**SELECTION**:
Function Non_Color(rngField As Object, intColor As Integer, Optional
Text
As Boolean = False)
Dim intCounter As Integer
Dim rngAct As Range
For Each rngAct In rngField
If Text Then
If rngAct.Font.ColorIndex <> intColor Then
intCounter = intCounter + 1
End If
If rngAct.Interior.ColorIndex <> intColor Then
intCounter = intCounter + 1
End If
End If
Next rngAct
Non_Color = intCounter
End Function

Frank

 

[Tom Ogilvy]

Believe Bob omitted an ELSE statement in his original post. This should do
what you ask.

Function Color_font(rngField As Object, _
intColor As Integer, Optional Text As Boolean = False)

**SET TASK 1**: Retype the VBA forum excerpt in full, character for character.
The forum excerpt and the records were taken from unrelated sources.

**RECORDS SHOWN**:
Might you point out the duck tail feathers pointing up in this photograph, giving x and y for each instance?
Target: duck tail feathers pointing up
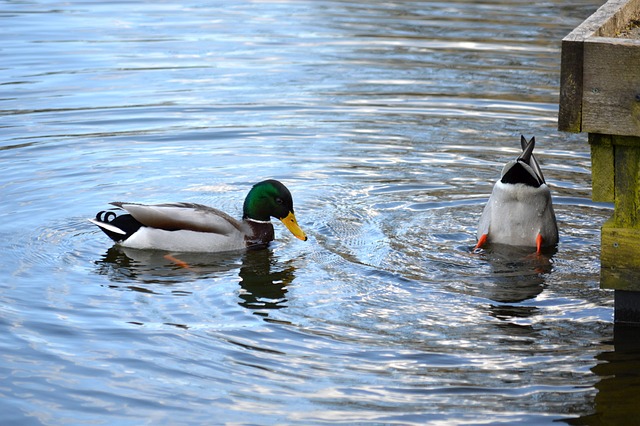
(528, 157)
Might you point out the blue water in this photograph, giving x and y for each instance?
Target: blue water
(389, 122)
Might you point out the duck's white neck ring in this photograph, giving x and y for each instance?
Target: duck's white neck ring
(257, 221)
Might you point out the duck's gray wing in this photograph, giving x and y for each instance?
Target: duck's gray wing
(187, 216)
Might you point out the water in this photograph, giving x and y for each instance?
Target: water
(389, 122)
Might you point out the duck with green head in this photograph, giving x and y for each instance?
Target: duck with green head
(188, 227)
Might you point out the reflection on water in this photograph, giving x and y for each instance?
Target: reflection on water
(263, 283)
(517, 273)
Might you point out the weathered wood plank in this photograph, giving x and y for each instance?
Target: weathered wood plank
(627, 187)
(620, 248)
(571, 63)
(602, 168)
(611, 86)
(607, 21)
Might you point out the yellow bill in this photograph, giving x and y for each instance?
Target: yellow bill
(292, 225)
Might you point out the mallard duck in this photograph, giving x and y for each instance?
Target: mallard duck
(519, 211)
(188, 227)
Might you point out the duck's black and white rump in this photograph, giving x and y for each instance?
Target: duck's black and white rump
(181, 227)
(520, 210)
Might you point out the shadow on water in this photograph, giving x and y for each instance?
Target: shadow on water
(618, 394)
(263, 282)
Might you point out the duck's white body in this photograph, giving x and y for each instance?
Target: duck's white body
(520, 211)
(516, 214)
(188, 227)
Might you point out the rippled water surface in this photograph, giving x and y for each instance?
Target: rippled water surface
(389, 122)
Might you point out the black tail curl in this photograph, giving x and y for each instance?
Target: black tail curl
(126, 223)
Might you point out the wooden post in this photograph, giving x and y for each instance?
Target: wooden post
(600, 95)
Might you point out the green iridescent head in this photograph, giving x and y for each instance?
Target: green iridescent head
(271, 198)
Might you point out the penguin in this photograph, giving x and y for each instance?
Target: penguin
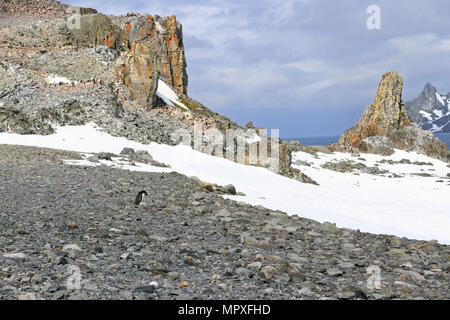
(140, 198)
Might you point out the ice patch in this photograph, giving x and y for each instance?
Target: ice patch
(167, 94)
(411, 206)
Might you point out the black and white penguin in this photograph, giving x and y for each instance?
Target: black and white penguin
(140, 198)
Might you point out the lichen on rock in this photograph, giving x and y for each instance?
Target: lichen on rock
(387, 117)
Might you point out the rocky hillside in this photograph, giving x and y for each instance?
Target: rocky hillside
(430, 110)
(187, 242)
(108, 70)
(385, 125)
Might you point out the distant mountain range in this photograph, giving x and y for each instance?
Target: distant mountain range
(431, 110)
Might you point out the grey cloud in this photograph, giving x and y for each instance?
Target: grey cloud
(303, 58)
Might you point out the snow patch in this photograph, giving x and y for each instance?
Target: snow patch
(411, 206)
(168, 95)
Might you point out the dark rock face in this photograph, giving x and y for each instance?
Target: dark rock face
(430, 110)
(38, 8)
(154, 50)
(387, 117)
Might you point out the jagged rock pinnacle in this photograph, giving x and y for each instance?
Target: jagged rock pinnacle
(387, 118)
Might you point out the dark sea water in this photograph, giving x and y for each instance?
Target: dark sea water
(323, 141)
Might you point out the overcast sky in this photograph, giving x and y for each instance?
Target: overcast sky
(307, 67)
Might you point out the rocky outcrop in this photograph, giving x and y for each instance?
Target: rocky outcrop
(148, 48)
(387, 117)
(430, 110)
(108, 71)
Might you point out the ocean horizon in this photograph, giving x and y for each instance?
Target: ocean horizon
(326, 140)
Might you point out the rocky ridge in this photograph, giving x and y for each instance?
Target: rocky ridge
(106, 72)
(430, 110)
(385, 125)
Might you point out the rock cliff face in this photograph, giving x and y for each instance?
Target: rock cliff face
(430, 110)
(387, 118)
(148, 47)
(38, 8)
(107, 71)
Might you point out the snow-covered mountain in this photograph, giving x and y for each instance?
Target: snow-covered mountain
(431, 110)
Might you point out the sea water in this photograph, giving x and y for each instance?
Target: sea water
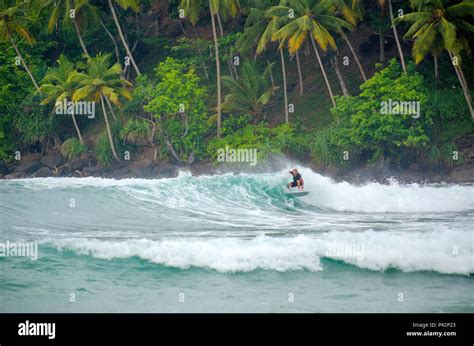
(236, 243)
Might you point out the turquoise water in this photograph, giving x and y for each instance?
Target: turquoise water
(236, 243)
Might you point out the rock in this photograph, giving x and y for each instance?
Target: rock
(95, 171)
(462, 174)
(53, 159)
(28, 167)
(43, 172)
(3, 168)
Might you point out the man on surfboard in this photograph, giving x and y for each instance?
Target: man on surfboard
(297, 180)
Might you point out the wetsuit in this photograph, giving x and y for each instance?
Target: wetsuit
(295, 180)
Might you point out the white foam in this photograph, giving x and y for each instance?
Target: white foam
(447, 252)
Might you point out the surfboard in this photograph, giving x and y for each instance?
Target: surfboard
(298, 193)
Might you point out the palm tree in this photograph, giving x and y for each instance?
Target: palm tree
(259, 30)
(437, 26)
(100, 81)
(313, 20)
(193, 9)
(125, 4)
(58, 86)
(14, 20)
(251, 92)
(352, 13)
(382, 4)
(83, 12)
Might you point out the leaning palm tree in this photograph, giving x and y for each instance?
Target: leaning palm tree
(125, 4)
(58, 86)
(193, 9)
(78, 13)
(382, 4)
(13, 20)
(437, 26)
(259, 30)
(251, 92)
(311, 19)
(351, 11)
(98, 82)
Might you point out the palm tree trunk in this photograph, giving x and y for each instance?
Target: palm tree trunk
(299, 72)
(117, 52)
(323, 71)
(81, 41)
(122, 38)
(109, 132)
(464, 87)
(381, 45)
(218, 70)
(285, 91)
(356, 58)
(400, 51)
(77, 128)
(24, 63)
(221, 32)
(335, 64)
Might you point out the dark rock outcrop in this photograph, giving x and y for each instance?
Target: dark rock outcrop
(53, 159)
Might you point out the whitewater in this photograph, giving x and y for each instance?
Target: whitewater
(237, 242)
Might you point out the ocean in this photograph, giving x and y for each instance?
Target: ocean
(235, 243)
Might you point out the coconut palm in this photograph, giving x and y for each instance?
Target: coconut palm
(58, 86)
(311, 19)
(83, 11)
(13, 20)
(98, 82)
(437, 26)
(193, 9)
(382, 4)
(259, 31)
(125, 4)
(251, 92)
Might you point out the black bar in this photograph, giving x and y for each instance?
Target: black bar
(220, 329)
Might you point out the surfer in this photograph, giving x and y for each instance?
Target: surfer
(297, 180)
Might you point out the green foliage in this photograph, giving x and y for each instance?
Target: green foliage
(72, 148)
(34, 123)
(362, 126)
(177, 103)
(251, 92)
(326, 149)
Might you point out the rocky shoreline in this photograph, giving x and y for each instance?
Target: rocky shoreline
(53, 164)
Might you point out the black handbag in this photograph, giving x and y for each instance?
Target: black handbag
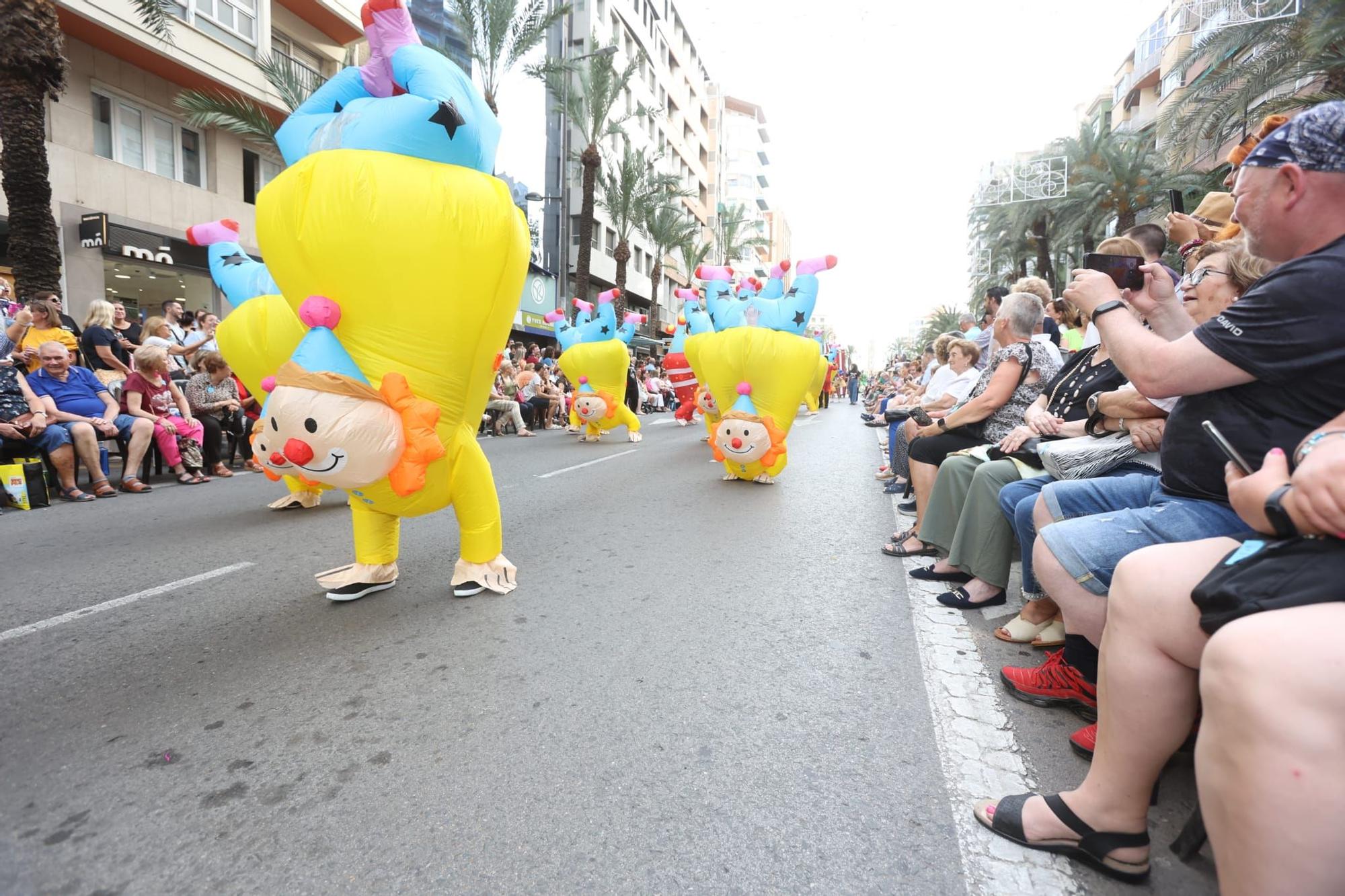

**SET TASK 2**: From the records, extract each line that contains the word "pinnacle".

**WORKED ANSWER 1**:
Function Non_Color(rngField As Object, intColor As Integer, Optional
Text
As Boolean = False)
Dim intCounter As Integer
Dim rngAct As Range
For Each rngAct In rngField
If Text Then
If rngAct.Font.ColorIndex <> intColor Then
intCounter = intCounter + 1
End If
If rngAct.Interior.ColorIndex <> intColor Then
intCounter = intCounter + 1
End If
End If
Next rngAct
Non_Color = intCounter
End Function

Frank

 

[Tom Ogilvy]

Believe Bob omitted an ELSE statement in his original post. This should do
what you ask.

Function Color_font(rngField As Object, _
intColor As Integer, Optional Text As Boolean = False)

**WORKED ANSWER 2**:
Might you point out the jagged rock pinnacle in this photograph, giving x and y for each instance?
Target: jagged rock pinnacle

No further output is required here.